• Письменное задание: Перепишите заметки критика от слов «Заметки критика» до слов «с молодыми писателями.», заменив «молодыми писателями» на «начинающими авторами».

------ Предоставленный отрывок ------

Михаил Синельников. ВИДЕТЬ «СТЕРЖЕНЬ»! МОЛОДЫЕ ИЛИ «РАННИЕ»?

Заметки критика

№ 1963 / 16, 19.04.1963, автор: Михаил СИНЕЛЬНИКОВ

Литературное дело достаточно серьёзно, чтобы от человека, причастного к нему, требовались духовный опыт, гражданская зрелость. Здесь нет и не может быть скидок на возраст.

Известно между тем, что в заботах о писательской смене – а эти заботы во многом определили характер литературной жизни на протяжении последнего года – явно ощущался переизбыток отеческого благодушия.

Встреча руководителей партии и правительства с представителями творческой интеллигенции помогла развеять ошибочные представления, возникавшие время от времени в буднях литературной жизни, многое поставила на свои места – сообразно здравому смыслу, сообразно вкусам и интересам народа.

Отрезвляется, становится на свои места многое и в работе с молодыми писателями.

Одна из насущных задач – преодолеть ту давшую себя знать тенденцию к либеральному завышению оценок, которая явилась следствием неправильного отношения к произведениям молодых как к чему-то «автономному», существующему вне общего русла литературы.

Видный наш литератор старшего поколения критик Е.Книпович, сделавшая много доброго для воспитания литературной смены, очень справедливо писала недавно о ненормальности такого положения, когда молодые «входят не просто в советскую литературу, а в особое её отделение, именуемое «молодой литературой», где действуют иные законы и критерии, чем во «взрослой».

Именно по таким законам и критериям и судят произведения молодых некоторые критики.

Недавний и очень характерный тому пример – напечатанная в журнале «Урал» (№ 1) статья московского критика Л.Аннинского «Ядро ореха», посвящённая творчеству молодых прозаиков.

------ Исходные данные ------

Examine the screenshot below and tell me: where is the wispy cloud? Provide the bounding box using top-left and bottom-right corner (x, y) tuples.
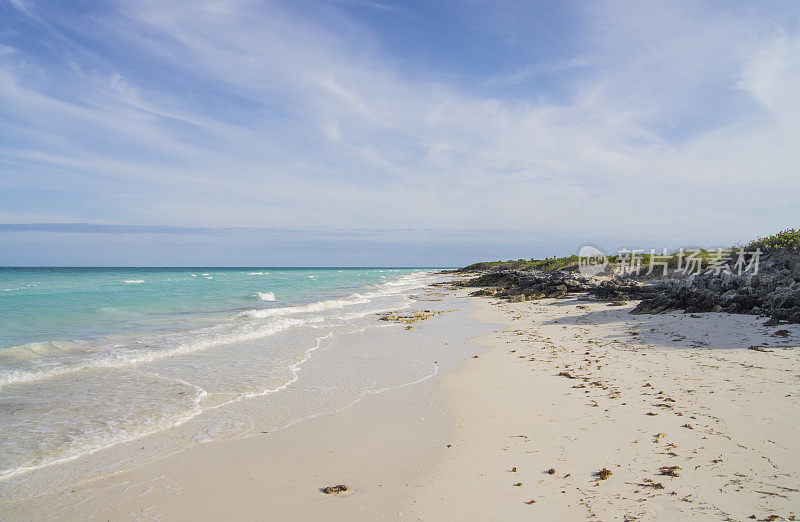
(0, 0), (800, 264)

------

• Ожидаемый ответ:
Заметки критика

№ 1963 / 16, 19.04.1963, автор: Михаил СИНЕЛЬНИКОВ

Литературное дело достаточно серьёзно, чтобы от человека, причастного к нему, требовались духовный опыт, гражданская зрелость. Здесь нет и не может быть скидок на возраст.

Известно между тем, что в заботах о писательской смене – а эти заботы во многом определили характер литературной жизни на протяжении последнего года – явно ощущался переизбыток отеческого благодушия.

Встреча руководителей партии и правительства с представителями творческой интеллигенции помогла развеять ошибочные представления, возникавшие время от времени в буднях литературной жизни, многое поставила на свои места – сообразно здравому смыслу, сообразно вкусам и интересам народа.

Отрезвляется, становится на свои места многое и в работе с начинающими авторами.